- _Data supplied_
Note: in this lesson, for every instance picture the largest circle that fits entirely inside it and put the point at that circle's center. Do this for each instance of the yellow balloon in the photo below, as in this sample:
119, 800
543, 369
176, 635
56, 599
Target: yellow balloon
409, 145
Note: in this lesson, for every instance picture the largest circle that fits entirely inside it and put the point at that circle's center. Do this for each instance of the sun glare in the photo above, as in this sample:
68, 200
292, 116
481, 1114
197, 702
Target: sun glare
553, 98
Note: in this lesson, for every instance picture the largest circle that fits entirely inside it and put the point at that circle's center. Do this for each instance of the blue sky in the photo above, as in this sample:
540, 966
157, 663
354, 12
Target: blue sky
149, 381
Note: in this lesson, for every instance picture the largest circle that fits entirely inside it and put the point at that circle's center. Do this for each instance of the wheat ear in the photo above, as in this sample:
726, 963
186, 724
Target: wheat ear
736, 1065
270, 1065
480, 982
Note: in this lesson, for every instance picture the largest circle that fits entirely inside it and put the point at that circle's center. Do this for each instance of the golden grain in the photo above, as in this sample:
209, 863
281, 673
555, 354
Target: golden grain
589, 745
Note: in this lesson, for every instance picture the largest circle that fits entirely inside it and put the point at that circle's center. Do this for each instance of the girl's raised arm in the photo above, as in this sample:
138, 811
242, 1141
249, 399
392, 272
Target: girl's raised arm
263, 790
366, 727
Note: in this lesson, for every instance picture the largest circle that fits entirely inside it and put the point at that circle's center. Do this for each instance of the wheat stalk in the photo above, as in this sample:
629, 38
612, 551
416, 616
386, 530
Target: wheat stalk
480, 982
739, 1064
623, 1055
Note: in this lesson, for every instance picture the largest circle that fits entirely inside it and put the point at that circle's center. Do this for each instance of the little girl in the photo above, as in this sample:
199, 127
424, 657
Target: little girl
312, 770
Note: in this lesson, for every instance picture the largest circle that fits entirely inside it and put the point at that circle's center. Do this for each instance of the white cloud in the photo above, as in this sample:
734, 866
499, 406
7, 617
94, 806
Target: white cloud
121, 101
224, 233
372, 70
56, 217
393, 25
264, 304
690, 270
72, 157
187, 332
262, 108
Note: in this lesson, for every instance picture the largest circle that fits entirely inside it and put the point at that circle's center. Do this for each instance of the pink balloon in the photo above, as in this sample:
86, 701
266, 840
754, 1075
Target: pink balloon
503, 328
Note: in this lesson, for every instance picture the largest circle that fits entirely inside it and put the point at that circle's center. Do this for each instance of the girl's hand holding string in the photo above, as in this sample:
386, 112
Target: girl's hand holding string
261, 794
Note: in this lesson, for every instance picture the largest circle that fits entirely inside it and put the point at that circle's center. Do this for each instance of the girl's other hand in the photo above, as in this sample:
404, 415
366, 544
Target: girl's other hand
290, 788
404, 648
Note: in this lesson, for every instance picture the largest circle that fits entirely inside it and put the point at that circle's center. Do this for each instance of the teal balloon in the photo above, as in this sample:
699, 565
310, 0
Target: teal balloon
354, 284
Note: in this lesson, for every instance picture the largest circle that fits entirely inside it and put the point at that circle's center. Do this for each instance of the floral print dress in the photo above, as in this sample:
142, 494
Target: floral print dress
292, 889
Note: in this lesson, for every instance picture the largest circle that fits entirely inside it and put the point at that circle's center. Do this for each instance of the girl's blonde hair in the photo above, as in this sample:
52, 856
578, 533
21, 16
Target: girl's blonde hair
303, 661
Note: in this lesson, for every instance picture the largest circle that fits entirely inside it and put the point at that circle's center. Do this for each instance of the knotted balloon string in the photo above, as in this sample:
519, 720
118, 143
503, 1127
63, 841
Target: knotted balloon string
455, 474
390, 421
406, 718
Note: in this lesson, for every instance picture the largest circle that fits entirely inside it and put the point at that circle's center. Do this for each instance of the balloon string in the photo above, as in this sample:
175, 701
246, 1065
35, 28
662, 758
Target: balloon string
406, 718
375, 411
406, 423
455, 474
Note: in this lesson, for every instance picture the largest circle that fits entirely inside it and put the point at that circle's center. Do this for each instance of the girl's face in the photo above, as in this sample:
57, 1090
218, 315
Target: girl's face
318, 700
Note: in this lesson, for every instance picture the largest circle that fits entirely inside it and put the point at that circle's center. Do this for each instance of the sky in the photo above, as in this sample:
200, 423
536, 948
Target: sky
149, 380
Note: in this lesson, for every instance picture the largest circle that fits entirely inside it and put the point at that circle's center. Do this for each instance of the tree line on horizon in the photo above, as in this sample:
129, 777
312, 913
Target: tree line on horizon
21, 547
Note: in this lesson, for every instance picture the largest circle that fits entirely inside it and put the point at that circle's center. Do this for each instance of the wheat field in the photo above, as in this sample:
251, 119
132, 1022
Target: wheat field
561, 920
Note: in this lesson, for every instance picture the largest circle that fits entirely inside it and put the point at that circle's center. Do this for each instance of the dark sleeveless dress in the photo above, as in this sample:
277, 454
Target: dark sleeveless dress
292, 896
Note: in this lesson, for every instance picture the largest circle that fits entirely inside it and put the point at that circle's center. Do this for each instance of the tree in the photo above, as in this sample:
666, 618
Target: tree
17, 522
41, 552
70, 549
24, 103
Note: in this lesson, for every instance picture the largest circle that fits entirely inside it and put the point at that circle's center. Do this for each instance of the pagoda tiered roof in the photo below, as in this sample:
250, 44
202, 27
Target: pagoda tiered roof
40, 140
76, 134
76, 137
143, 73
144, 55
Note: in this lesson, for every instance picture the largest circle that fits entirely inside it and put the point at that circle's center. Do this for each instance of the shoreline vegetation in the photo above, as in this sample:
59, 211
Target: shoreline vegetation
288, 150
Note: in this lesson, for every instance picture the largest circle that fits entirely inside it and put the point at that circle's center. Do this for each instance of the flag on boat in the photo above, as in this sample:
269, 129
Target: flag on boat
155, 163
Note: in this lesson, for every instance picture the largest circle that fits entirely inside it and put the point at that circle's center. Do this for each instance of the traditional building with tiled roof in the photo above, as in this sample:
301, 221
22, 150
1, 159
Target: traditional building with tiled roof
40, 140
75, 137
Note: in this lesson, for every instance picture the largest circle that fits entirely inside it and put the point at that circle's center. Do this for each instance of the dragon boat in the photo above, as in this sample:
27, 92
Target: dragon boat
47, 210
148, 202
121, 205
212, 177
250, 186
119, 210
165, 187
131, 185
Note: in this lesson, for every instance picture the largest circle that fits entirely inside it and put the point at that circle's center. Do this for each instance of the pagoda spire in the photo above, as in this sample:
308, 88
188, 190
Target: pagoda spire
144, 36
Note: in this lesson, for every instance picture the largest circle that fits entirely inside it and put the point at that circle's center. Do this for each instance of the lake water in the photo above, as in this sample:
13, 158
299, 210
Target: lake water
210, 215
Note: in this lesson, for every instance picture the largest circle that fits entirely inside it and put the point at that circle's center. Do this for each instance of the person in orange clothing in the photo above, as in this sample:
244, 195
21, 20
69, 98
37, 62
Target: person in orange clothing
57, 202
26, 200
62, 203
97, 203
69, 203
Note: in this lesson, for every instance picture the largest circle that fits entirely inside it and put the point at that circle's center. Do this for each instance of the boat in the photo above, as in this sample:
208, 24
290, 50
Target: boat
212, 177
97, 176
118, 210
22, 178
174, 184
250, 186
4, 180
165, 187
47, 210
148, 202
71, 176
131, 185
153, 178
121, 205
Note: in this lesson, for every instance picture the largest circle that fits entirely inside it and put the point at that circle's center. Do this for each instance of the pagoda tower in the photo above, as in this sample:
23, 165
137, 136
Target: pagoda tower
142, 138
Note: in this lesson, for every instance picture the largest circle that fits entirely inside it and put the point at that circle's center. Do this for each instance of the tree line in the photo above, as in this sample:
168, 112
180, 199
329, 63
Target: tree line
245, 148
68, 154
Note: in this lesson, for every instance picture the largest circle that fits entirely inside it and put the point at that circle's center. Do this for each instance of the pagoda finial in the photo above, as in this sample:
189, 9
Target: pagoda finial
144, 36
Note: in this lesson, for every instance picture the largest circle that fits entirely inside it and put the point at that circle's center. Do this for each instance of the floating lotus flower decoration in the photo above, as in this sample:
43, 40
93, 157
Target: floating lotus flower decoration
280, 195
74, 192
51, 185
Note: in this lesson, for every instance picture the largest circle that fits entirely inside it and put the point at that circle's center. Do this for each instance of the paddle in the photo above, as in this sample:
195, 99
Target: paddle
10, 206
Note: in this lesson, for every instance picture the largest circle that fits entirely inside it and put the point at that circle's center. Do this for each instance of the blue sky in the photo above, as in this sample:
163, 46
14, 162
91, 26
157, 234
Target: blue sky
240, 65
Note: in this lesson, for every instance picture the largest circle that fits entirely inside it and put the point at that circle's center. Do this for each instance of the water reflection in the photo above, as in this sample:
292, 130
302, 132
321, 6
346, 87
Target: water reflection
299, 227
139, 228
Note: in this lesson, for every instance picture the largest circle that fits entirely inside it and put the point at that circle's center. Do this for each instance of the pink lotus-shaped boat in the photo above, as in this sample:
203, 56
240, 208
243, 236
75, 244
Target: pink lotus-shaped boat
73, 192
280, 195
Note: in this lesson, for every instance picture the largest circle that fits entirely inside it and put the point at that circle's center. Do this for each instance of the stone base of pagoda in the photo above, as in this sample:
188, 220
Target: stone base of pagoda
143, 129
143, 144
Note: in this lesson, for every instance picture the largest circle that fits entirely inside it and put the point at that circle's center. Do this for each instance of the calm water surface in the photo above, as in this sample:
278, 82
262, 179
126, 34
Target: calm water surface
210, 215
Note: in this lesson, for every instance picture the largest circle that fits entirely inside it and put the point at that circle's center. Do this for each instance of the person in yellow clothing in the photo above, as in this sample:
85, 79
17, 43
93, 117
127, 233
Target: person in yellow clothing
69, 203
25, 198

- _Exercise directions_
Transcribe, word for word, every line from the one containing "of the stone" through the final line of the entries, and nothing else.

- _Task response_
Note: in this lesson, for every instance picture the largest circle that fits entirely inside it and put the point at that circle's center. Do this for each instance of the stone base of pagoda in the photo above, as in this sample:
188, 220
Target: stone base of pagoda
143, 129
143, 144
Note: in this lesson, for every instance picture the largest circle that fits entirely inside it and put the point at that circle's center. Do this for each instance of the calm water surface in the photo above, as in this sample:
278, 82
262, 179
126, 34
Target: calm water surface
210, 215
Note: in this lesson, for every instance picture the largest circle that fits entirely inside it and put the point at that circle's center. Do this for each instance of the person in yellow clothing in the photo above, as in this sample:
85, 79
17, 43
93, 117
127, 233
Target: person in yellow clothing
69, 203
25, 198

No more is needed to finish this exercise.